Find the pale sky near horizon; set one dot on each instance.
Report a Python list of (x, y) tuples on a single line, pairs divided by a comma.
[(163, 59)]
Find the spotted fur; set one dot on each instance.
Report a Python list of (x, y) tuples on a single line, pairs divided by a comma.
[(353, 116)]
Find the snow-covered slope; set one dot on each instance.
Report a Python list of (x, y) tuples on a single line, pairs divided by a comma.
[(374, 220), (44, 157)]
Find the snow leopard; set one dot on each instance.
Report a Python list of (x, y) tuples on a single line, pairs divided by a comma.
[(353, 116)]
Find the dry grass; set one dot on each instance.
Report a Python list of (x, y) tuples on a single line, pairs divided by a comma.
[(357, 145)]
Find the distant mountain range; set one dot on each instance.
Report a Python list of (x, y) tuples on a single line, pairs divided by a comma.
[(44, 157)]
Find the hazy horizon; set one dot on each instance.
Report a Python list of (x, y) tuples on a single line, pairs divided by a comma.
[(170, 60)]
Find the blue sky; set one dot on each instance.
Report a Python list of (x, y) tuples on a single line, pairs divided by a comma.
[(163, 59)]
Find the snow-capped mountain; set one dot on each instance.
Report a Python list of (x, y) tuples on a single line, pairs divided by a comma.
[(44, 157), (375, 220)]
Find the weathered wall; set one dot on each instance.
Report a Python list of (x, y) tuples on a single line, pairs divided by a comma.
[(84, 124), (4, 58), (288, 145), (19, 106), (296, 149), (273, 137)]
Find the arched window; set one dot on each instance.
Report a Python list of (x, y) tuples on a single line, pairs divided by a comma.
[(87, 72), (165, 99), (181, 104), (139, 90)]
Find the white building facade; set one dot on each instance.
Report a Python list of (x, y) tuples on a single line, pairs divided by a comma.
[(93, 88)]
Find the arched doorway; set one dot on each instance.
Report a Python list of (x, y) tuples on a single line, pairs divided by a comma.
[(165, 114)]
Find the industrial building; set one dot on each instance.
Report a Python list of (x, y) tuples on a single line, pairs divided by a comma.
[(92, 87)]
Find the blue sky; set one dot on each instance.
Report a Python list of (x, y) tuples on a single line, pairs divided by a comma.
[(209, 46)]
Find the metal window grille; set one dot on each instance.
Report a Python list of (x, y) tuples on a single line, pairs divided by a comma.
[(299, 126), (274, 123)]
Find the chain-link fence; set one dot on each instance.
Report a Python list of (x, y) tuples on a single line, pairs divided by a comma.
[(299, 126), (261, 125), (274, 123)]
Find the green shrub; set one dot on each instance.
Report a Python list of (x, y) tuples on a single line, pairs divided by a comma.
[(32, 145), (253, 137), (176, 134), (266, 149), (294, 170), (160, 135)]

********

- _EXERCISE GOAL_: Among the lines of the data, find every one that holds "mountain" and copy it.

- _RESULT BELOW_:
Find the distant mountain range; set one dot on each instance.
Find the snow-capped mountain; set one dot on each instance.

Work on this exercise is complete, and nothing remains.